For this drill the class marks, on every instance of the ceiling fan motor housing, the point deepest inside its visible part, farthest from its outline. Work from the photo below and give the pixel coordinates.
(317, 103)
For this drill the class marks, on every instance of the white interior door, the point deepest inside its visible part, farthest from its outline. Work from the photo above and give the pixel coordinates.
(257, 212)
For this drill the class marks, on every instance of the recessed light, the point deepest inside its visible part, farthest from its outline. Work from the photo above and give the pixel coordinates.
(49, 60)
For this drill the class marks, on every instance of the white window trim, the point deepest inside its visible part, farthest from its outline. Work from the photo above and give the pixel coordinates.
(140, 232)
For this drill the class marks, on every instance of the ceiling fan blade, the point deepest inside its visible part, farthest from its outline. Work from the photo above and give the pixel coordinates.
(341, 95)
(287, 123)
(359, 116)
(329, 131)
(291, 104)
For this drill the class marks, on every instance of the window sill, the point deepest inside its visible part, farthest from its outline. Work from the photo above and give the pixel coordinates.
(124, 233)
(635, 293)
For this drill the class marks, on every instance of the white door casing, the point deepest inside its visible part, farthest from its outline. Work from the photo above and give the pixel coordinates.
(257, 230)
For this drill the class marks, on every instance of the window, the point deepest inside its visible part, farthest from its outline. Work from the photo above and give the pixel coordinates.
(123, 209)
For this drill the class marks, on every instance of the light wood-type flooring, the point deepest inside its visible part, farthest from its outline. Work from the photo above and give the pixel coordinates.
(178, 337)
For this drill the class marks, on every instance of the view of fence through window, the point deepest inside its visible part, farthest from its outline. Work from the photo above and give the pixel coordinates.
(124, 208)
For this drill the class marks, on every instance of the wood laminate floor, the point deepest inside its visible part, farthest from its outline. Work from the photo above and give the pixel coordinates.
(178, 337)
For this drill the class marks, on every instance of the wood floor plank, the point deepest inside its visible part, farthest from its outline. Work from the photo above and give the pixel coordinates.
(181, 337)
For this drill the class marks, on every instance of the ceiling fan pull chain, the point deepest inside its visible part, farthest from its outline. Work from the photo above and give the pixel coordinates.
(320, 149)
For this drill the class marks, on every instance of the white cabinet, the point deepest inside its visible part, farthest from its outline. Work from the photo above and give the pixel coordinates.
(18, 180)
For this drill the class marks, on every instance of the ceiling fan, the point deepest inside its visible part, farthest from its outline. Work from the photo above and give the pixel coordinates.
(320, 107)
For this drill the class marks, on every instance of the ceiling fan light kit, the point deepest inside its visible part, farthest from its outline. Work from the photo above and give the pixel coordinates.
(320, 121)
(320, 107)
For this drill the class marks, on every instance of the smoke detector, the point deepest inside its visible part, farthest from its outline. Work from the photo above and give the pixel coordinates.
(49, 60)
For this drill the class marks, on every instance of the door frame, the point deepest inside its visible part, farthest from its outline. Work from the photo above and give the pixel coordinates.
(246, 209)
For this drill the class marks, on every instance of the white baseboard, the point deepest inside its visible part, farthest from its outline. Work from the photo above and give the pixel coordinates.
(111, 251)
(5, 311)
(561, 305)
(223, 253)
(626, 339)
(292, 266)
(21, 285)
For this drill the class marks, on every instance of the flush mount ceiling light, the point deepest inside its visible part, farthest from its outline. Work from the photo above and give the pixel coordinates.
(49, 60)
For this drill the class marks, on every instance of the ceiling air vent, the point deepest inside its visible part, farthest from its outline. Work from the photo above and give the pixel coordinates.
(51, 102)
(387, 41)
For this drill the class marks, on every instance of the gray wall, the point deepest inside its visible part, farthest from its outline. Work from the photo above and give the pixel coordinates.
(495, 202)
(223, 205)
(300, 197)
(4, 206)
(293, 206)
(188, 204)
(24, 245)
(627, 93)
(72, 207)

***

#### [Activity]
Print every line of the records exactly. Omit nothing.

#### [Exercise result]
For this drill the class marks, on every instance of the ceiling fan motor housing, the point deepest inside its visible part, farthest from its outline. Work from the photo below and give the pixel coordinates.
(317, 103)
For this drill the class marks, on every instance of the white interior door, the point deepest inside its visible part, farthest from its outline. Work from the photo above and give the pixel coordinates.
(257, 212)
For this drill the class marks, on every instance of the recessed light, the point deepest inside its visible part, farthest from its outline. Work from the photo above and give the pixel coordinates.
(49, 60)
For this drill the class marks, on every instance of the white window trim, the point deepest inside its visible part, farthest from its outline. Work from the photo above and give the pixel coordinates.
(140, 232)
For this drill the class marks, on every instance of the ceiling fan blade, the point deepest inside its visible part, farthest from its outline. Work from the photo above and give the pixel coordinates.
(341, 95)
(287, 123)
(359, 116)
(329, 131)
(291, 104)
For this drill the class marks, on every instance of the window sill, the point deepest inside its visible part, farthest from its outline. Work from the photo above and give the pixel coordinates.
(124, 233)
(635, 293)
For this drill the class marks, on every instance of the white door casing, the point deepest inside its visible part, farthest from its outline. Work from the photo above and give the pixel coordinates.
(257, 230)
For this drill the class marks, on every instance of the window, the point deepest inside its visible part, farthest from its outline. Work from the photo above and give the pixel coordinates.
(123, 209)
For this drill the class marks, on every instance of the light wood-type flooring, the point deepest inside its visible part, farthest from its outline. Work from the photo above and give the pixel coordinates.
(178, 337)
For this drill the class marks, on every instance of the view of fence through window, the point deepest inside its visible part, farthest from its outline. Work from the photo above and give the pixel coordinates.
(124, 208)
For this drill the class marks, on every instance of the wood laminate floor, the point deepest inside its visible part, farthest from its outline. Work from the photo above and give the pixel coordinates.
(178, 337)
For this drill the class marks, on every instance of the wood floor plank, the point deepest inside its visible part, farthest from its outline. Work from the photo above and give the pixel coordinates.
(181, 337)
For this drill the class marks, on every instance of the ceiling fan pull chain, the point deepest inside its visible part, farthest from its outline. Work from the photo above and give the pixel coordinates.
(320, 149)
For this drill the class marks, on every instance of the white cabinet, the point deepest inside its visible part, farthest from its outline. Work from the photo above and give the pixel coordinates.
(18, 180)
For this drill the class marks, on every instance of the ceiling fan, the point deepest inside its visible part, farthest from its outline. Work from the photo above and give the pixel coordinates.
(320, 107)
For this drill the class marks, on every instance of the ceiling fan light kit, the point deepest inside its visible part, farthest from its outline. Work from the photo above and give the pixel coordinates.
(320, 121)
(320, 107)
For this drill the class marks, on every instance of the smoke detector, the point deepest inside its visible part, farthest from its outline. Work from the photo above and give the pixel coordinates.
(49, 60)
For this drill the class marks, on every instance of the door frame, the point deepest inside its visible part, farthest from its outline. Work from the photo above and give the pixel coordinates.
(246, 209)
For this drill the class marks, on every instance of the white baseboard, the point deepest inside its visible part, farthest from its outline. Work from the photo above and give the pixel coordinates.
(111, 251)
(5, 311)
(561, 305)
(223, 253)
(626, 339)
(292, 266)
(21, 285)
For this drill the class marks, on every instance of the flush mount ceiling light, the point deepest inside its visible part, farthest from its outline. Work from the photo above and give the pixel coordinates.
(49, 60)
For this drill the class marks, on every instance of the ceiling air vent, the point deepest inside its visible part, farthest from its outline. Work from the photo above and give the pixel coordinates.
(51, 102)
(387, 41)
For this drill the class marks, on every instance of the gray wall, the point deepest inside its visible part, farthest from its outline. Work from the photo above and give the pixel coordinates.
(495, 202)
(223, 205)
(300, 197)
(4, 206)
(293, 206)
(188, 204)
(24, 245)
(627, 93)
(72, 207)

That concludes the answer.